The Wall Street Journal reports today that the National Association of Insurance Commissioners is also considering the giant money manager to sub for the rating agencies, which the insurance industry blames for getting insurers into such a pickle with structured finance investments.

BlackRock Inc., which scored multiple government assignments during the financial crisis, is a contender for another prestigious gig: helping state regulators size up risks in insurers’ investments.

The money manager and risk-advisory outfit is among a handful of firms that have talked with officials from the National Association of Insurance Commissioners lately about possibly taking on a slice of work now done by the major ratings firms, according to regulators and an official at the NAIC.

The article goes on to say that PIMCO could also be in the running.

The insurance lobbying outfit, the American Council of Life Insurances, is behind the plan to anoint a third party to run risk models on bonds back by mortgage bonds held by insurers. The thinking is that rating agencies aren’t properly measuring loss risk and the end result is insurers are being forced to tie up too much capital to comply with exisiting regulations.

Excerpts of bounding box data:
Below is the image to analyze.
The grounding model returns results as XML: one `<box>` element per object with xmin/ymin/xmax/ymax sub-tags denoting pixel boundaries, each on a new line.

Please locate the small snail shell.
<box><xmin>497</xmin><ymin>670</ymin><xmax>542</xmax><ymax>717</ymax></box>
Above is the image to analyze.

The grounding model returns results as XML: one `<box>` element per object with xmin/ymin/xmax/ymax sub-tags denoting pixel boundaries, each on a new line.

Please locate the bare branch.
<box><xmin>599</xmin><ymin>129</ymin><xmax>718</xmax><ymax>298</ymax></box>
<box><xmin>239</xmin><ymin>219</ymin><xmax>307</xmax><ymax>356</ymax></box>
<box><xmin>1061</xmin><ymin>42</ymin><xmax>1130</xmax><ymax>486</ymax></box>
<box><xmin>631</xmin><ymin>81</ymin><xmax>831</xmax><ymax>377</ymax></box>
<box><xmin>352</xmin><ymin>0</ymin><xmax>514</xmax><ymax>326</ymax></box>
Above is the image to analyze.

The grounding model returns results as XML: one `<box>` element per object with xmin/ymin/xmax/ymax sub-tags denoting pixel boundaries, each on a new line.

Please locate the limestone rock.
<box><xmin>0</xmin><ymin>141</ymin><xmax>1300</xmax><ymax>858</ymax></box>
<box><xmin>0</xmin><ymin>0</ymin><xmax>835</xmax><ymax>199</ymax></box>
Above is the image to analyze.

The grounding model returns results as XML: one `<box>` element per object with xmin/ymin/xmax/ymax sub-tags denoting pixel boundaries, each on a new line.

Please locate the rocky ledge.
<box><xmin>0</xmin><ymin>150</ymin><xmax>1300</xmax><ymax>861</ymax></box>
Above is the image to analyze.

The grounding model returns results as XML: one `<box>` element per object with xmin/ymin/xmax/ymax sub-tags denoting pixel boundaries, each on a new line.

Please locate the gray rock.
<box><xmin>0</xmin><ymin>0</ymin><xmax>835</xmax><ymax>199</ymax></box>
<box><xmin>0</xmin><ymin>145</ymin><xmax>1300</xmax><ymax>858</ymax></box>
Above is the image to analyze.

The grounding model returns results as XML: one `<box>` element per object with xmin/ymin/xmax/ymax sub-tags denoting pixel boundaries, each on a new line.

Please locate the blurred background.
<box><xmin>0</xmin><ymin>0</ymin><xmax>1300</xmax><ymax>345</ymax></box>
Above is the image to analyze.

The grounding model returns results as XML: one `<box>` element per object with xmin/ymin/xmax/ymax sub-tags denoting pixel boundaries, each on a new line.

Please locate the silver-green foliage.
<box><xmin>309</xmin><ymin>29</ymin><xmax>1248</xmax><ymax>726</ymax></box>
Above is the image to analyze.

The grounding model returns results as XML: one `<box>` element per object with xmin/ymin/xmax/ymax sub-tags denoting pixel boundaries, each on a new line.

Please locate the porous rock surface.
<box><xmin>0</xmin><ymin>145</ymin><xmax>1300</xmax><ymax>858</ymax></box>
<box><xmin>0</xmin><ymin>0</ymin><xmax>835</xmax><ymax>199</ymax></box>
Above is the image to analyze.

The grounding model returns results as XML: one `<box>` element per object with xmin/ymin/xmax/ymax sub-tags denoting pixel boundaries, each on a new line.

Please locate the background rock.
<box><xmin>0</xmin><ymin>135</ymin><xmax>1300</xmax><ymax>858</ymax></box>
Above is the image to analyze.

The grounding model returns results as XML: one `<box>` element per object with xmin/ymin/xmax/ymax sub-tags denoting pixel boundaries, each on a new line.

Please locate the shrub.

● **WHAT IS ASKED**
1) Answer these questions using the text about BlackRock and insurance regulators:
(a) Which organization is talking with firms about taking on work now done by the major ratings firms?
(b) Besides BlackRock, which firm could also be in the running?
(c) According to the thinking behind the plan, what are rating agencies not properly measuring?
2) Update the text about BlackRock and insurance regulators between "BlackRock Inc., which" and "in the running.", inclusive, and give that part again with "money manager" changed to "asset manager".
3) Go on with the text about BlackRock and insurance regulators from where it stops.

● **RESULTS**
1)
(a) The National Association of Insurance Commissioners (NAIC)
(b) PIMCO
(c) Loss risk

2)
BlackRock Inc., which scored multiple government assignments during the financial crisis, is a contender for another prestigious gig: helping state regulators size up risks in insurers’ investments.

The asset manager and risk-advisory outfit is among a handful of firms that have talked with officials from the National Association of Insurance Commissioners lately about possibly taking on a slice of work now done by the major ratings firms, according to regulators and an official at the NAIC.

The article goes on to say that PIMCO could also be in the running.

3)
First, I’m not sure it’s such a great idea for the insurers to set aside less capital rather than more given their exposure to residential and commercial mortgages. Second, is it a good idea to have big money managers also deciding how risky certain investments are for an industry that invests trillions in bonds?

COMMENT

BLK has had strong ties to the industry for many years and are well suited to manage one of the next crises’, besides there would only be one or two companies to nationalize when the muni market crumbles.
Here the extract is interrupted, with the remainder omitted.